====== Source records ======

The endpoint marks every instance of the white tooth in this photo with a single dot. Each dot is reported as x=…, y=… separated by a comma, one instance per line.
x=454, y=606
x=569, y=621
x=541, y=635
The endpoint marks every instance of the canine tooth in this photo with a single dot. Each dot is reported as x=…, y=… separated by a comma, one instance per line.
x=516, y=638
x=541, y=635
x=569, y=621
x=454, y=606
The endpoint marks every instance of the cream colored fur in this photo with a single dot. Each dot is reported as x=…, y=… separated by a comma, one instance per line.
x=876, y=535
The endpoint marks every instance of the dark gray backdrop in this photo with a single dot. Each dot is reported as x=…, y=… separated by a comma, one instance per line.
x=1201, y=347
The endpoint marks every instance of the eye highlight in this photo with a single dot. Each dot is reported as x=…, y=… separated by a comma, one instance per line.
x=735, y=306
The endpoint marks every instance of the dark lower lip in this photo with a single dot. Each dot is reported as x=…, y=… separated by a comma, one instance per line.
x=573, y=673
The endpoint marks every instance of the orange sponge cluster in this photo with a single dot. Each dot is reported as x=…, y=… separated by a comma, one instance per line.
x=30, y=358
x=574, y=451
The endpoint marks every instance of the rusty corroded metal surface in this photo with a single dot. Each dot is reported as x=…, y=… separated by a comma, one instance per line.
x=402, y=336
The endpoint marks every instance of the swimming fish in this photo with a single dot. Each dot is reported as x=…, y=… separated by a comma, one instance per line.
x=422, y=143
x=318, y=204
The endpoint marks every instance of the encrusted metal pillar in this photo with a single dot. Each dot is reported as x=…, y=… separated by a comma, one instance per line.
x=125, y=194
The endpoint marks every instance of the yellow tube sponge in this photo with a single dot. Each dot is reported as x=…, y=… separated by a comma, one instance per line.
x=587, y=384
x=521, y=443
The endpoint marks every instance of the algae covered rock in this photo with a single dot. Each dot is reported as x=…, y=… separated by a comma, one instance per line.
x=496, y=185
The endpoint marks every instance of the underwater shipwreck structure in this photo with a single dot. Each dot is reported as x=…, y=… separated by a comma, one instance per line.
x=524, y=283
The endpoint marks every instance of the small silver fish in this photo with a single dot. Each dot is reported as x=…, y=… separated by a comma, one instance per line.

======

About this task
The line containing "The endpoint marks every instance of the yellow" and every line after it, through the last one above, should be written out word for word.

Result for this task
The endpoint marks every instance of the yellow tube sponge in this photo with a single dot. Each dot is reported as x=…, y=… separated by a comma, one instance per line.
x=587, y=384
x=521, y=443
The endpoint marks every instance of the algae covered rock in this photo with a single dot. Each dot is reported as x=…, y=… separated by a comma, one instance per line.
x=496, y=185
The endpoint marks every instance of the underwater shipwreck structure in this photo with a single dot. Each dot is reported as x=…, y=… separated by a comma, one instance per line.
x=524, y=283
The endpoint marks every instance of the small silver fish in this photo with a single dot. Each dot is reported as x=…, y=… separated by a comma, one instance per line.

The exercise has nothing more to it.